What you are asked to do: Can you reproduce the listing below word for word, from start to finish, with the pictures omitted?

:::::

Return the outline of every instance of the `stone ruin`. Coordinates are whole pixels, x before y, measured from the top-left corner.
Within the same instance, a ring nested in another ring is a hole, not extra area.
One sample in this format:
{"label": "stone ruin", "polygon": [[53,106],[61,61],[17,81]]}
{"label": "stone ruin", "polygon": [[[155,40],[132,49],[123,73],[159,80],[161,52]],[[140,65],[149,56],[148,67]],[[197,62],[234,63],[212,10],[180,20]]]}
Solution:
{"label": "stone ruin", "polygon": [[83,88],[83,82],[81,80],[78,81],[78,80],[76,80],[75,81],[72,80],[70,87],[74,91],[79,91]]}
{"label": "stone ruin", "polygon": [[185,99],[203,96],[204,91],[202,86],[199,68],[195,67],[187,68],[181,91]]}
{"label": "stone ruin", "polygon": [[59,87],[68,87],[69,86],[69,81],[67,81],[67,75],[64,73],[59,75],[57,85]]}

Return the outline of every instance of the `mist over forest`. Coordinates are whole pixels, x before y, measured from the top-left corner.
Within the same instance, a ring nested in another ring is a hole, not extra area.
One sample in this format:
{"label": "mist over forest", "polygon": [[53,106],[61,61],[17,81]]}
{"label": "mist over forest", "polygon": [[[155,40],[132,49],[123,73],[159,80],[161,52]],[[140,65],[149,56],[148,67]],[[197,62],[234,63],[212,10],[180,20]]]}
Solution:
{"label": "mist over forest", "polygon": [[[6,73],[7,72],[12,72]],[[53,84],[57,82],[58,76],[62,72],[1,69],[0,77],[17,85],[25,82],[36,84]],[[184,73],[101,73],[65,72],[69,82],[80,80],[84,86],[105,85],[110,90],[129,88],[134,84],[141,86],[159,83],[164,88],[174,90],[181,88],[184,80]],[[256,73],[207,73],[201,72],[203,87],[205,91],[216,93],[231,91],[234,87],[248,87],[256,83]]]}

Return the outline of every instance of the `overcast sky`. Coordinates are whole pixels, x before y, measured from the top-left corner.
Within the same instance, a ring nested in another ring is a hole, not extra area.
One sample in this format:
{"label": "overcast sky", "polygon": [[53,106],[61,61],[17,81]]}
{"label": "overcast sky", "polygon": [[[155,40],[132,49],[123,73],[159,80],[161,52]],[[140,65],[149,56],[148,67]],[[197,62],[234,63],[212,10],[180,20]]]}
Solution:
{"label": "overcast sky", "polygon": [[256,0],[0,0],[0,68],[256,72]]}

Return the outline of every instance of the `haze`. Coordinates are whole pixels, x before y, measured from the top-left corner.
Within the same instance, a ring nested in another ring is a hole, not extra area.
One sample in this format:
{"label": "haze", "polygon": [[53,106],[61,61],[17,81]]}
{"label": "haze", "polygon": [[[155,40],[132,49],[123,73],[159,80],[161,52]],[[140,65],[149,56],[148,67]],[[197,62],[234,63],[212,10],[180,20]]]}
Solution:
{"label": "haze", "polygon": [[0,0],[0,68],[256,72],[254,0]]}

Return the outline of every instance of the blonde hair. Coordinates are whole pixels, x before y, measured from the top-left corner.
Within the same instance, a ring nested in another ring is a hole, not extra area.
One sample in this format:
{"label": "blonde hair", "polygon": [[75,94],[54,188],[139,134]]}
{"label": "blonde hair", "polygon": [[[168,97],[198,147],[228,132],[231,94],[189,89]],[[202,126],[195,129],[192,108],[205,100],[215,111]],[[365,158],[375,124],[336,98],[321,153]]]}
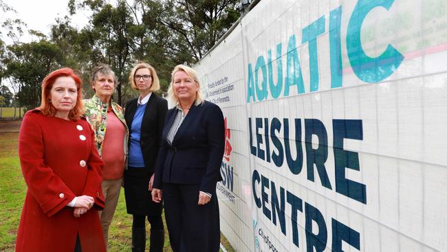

:::::

Exercise answer:
Return the outline of every instance of the `stone ruin`. Coordinates are whole pixels, x before y, measured from the top-left corner.
Within the same instance, a ring nested in another ring is a hole, not extra area.
One sample in this format:
{"label": "stone ruin", "polygon": [[53,106],[61,61],[17,81]]}
{"label": "stone ruin", "polygon": [[[155,40],[132,49],[123,73],[159,80],[161,52]],[[140,65],[149,56],[148,67]],[[197,62],[234,63],[212,10],[180,20]]]}
Solution:
{"label": "stone ruin", "polygon": [[83,88],[83,82],[81,80],[78,81],[78,80],[76,80],[75,81],[72,80],[70,87],[74,91],[79,91]]}
{"label": "stone ruin", "polygon": [[185,99],[203,96],[204,91],[202,86],[199,68],[195,67],[187,68],[181,91]]}
{"label": "stone ruin", "polygon": [[59,87],[68,87],[69,86],[69,81],[67,81],[67,75],[64,73],[59,75],[57,85]]}

Return the outline of every instance of the `mist over forest`. Coordinates are whole pixels, x before y, measured from the top-left corner.
Within the same instance, a ring nested in another ring is a hole, not extra area.
One sample in this format:
{"label": "mist over forest", "polygon": [[53,106],[61,61],[17,81]]}
{"label": "mist over forest", "polygon": [[[155,40],[132,49],[123,73],[159,80],[161,52]],[[140,65],[149,56],[148,67]],[[197,62],[234,63],[212,10],[180,20]]]}
Solution:
{"label": "mist over forest", "polygon": [[[6,73],[7,72],[12,72]],[[53,84],[57,82],[58,76],[62,72],[1,69],[0,77],[17,85],[25,82],[36,84]],[[184,73],[101,73],[65,72],[69,82],[80,80],[84,86],[105,85],[110,90],[129,88],[134,84],[141,86],[159,83],[164,88],[174,90],[181,88],[184,80]],[[256,73],[207,73],[201,72],[203,87],[205,91],[216,93],[231,91],[234,87],[248,87],[256,83]]]}

Return the outline of every instance of the `overcast sky`. Coordinates are whole pixels, x before y, measured from the top-left corner.
Within the same instance, a ring nested in another ring is a hole, not extra area.
One sample in this format:
{"label": "overcast sky", "polygon": [[53,106],[61,61],[17,81]]}
{"label": "overcast sky", "polygon": [[[155,40],[132,49],[123,73],[159,80],[161,52]],[[140,65],[149,56],[148,67]],[[197,62],[234,63],[212,10],[180,20]]]}
Solution:
{"label": "overcast sky", "polygon": [[256,0],[0,0],[0,68],[256,72]]}

Return the outline of every instance of the `haze`. Coordinates are whole pixels, x before y, measured from the top-left corner.
Within the same instance, a ring nested in another ring is a hole, not extra area.
One sample in this format:
{"label": "haze", "polygon": [[53,106],[61,61],[17,81]]}
{"label": "haze", "polygon": [[[155,40],[132,49],[123,73],[159,80],[161,52]],[[140,65],[149,56],[148,67]],[[197,62],[234,63],[212,10],[180,20]]]}
Solution:
{"label": "haze", "polygon": [[0,0],[0,68],[256,72],[254,0]]}

Return the outline of every instance of the blonde hair. Coordinates are whole pixels, x before y, measured from the top-left corner.
Within the same instance, a ring nested in another ring is a hole, not extra area.
One sample in this format:
{"label": "blonde hair", "polygon": [[75,94],[54,188],[139,134]]}
{"label": "blonde hair", "polygon": [[[168,97],[198,147],[228,132],[231,94],[189,89]],[[202,126],[195,129],[192,108],[205,100],[215,111]],[[365,158],[375,124],[336,98],[321,153]]]}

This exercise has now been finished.